Algunas de ellas –por el contexto en que fueron dadas a conocer– retrataron certeras poses de Salvador Novo, Jorge Cuesta, el propio Villaurrutia, André Breton hasta Leon Trotsky, en diversos años.

Como demás integrantes de su generación –dramáticamente no se le incluye del todo junto a Contemporáneos– dio paso a la industria cinematográfica, ambiente rico en oportunidades, tal cual la historia lo ha demostrado, en plena “época de oro” hacia declive necesario.

Contrario a ellos, por ejemplo, su obra no exige traerlo al presente, mucho menos resurgirlo; es latente mediante las 150 exposiciones individuales que ofreció en su vida, de la cual la asociación que lleva su nombre constantemente se encarga de digitalizarla.

Entradas para señalar objetos etiquetados →
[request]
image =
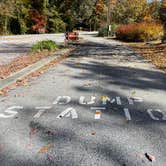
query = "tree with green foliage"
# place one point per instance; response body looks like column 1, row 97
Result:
column 54, row 21
column 129, row 11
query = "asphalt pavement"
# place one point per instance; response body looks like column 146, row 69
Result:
column 102, row 106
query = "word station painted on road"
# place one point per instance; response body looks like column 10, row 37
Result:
column 71, row 112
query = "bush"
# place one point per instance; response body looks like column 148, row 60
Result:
column 44, row 45
column 139, row 32
column 103, row 32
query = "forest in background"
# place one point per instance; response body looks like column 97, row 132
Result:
column 52, row 16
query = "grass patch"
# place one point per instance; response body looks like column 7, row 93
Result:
column 47, row 45
column 154, row 53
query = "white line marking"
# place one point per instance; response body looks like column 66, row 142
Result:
column 62, row 100
column 67, row 113
column 127, row 114
column 11, row 112
column 41, row 111
column 118, row 101
column 98, row 114
column 83, row 102
column 97, row 108
column 150, row 112
column 130, row 101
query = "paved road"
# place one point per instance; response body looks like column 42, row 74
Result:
column 102, row 106
column 12, row 47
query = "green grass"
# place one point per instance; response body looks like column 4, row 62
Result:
column 48, row 45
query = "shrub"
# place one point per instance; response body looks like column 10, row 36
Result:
column 103, row 32
column 44, row 45
column 139, row 32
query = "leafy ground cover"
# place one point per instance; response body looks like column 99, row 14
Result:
column 156, row 53
column 39, row 51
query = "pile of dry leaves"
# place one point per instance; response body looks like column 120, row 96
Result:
column 156, row 53
column 22, row 62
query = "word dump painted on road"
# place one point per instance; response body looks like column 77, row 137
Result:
column 104, row 102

EJERCICIOS POR RESOLVER →
[A] Cambia "exposiciones individuales" por "muestras individuales" en el tramo del extracto seleccionado que va de "Como demás integrantes" a "encarga de digitalizarla.", y escribe ese tramo ya modificado.
[B] Enumera todas las personas que se nombran en el extracto seleccionado.
[C] Retoma el extracto sobre la obra del artista justo después de su última oración.
Los datos no intervienen en esto.

LISTA DE RESPUESTAS →
[A]
Como demás integrantes de su generación –dramáticamente no se le incluye del todo junto a Contemporáneos– dio paso a la industria cinematográfica, ambiente rico en oportunidades, tal cual la historia lo ha demostrado, en plena “época de oro” hacia declive necesario.

Contrario a ellos, por ejemplo, su obra no exige traerlo al presente, mucho menos resurgirlo; es latente mediante las 150 muestras individuales que ofreció en su vida, de la cual la asociación que lleva su nombre constantemente se encarga de digitalizarla.

[B] Salvador Novo, Jorge Cuesta, Villaurrutia, André Breton y Leon Trotsky.

[C]
Su escuela fue asimilada y continuada por Lola Álvarez Bravo –esposa por escasos años, cuyo nombre real fue Dolores Concepción Martínez Anda, originaria de Jalisco–. A la par, acentuó el sentido de “muerte” en cada imagen que decidió contrastar, escapando del humor y caos sentimental que ha sido propio de otros artistas de la época.

Manuel Álvarez Bravo, al fin es el más actual de los fotógrafos mexicanos del siglo pasado; cuarto oscuro llevado a la mirada experimentada que determinó su intuición, fuerza de quien moldea el tiempo a su antojo.